**Request 1**.
Answer these questions from the 2023 reading list:
(a) In which city does Stephen Rensselaer supervise the Athena's fitting-out?
(b) Which shipping line did Albert Ballin serve as managing director?
(c) What was the memory capacity of the Olivetti P101?
**Request 2**. Retype the part of the 2023 reading list starting with "Rust, Eliese Colette" and going on through "most interesting ones here.".

**Document passage**.
2023 Reading

Some books I read & liked this year:

The Oceans and the Stars, Mark Helprin.  Subtitled ‘a sea story, a war story, a love story’ and set in the present era, this novel centers around Stephen Rensselaer, a talented naval officer who should have been an admiral. But his support of a new kind of warship antagonizes the president of the United States, who ensures that Rensselaer is assigned to a career-ending post commanding the only example of that type that will ever be built. While supervising the Athena‘s fitting-out in New Orleans, he meets a lawyer named Katy Farrar and falls in love with her.  But on Athena‘s first mission, Stephen will receive definitive orders that conflict strongly with his conscience.

Last Ships from Hamburg, Steven Ujifusa.  Between 1890 and 1925, a large number of Jews–estimated at 2.5 million–fled Russia and Eastern Europe to the haven of the United States.  This is the story of two men, both themselves Jews, who played a major role in enabling that immigration.  In Germany, Albert Ballin was managing director of the Hamburg-America line.  He put major focus on the immigration business, improving conditions in steerage class and providing shore-side accommodation and transport as well as ocean transportation; he even persuaded the German government to give his company control of part of its border, giving Hamburg-America a huge advantage over its rival North German Lloyd.  In the US, Jacob Schiff..the immensely wealthy managing partner of Kuhn, Loeb…contributed large sums and much energy to help with the housing and assimilation of these new Americans.

The Valley of Decision, Marcia Davenport.  This 1942 book could be subtitled An Industrial Romance, as could the 1945 movie starring Greer Garson and Gregory Peck.  It is centered on a family-owned steel mill in Pittsburg from 1873 thru the late 1930s.  Outstanding; I reviewed both the book and the movie here.

Rust, Eliese Colette Goldbach.  Like Valley of Decision, this book is focused on the steel industry, but it is a memoir rather than a novel and is set in the current era. The author graduated had graduated from college and earned an MFA degree (which she never received owing to failure to fill out the proper form), and had never thought about becoming a steelworker. But seeing a friend’s paycheck from the mill convinced her to give it a try.

Artificial Intelligence and Robotics, as Viewed from the Early 1950s.  There were numerous SF stories in the early 1950s speculating about the future impact of “thinking machines” and robots.  I reviewed some of the most interesting ones here.

The Mysterious Affair at Olivetti, Meyrle Secrest.  The story of this Italian company’s early pioneering efforts in computing.  Its Olivetti P101, introduced in 1964 at the New York World’s Fair.  Prefiguring Apple, the design of the product gave strong emphasis to its visual appearance–the P101 won the Compasso d’Oro industrial design aware–and ease of use. Memory capacity was 240 bytes, stored in a magnetostrictive delay line–one of the interesting memory technologies developed prior to the availability of the microchip RAM–and programs could be stored on magnetic cards.  About 44,000 of these systems were sold.

In addition to the interesting company history–surely unfamiliar to most Americans–the book argues that Olivetti was the target of a CIA plot to cripple its computer business in order to protect the American computer industry…something that seems to me to be most unlikely.

**Given material**.
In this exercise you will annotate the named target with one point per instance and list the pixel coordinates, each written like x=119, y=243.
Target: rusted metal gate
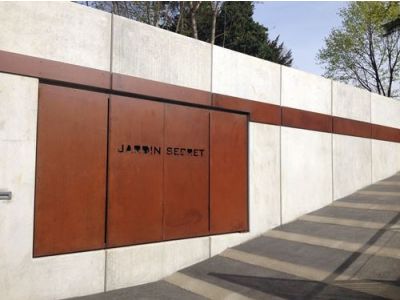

**Correct output 1**.
(a) New Orleans
(b) The Hamburg-America line
(c) 240 bytes

**Correct output 2**.
Rust, Eliese Colette Goldbach.  Like Valley of Decision, this book is focused on the steel industry, but it is a memoir rather than a novel and is set in the current era. The author graduated had graduated from college and earned an MFA degree (which she never received owing to failure to fill out the proper form), and had never thought about becoming a steelworker. But seeing a friend’s paycheck from the mill convinced her to give it a try.

Artificial Intelligence and Robotics, as Viewed from the Early 1950s.  There were numerous SF stories in the early 1950s speculating about the future impact of “thinking machines” and robots.  I reviewed some of the most interesting ones here.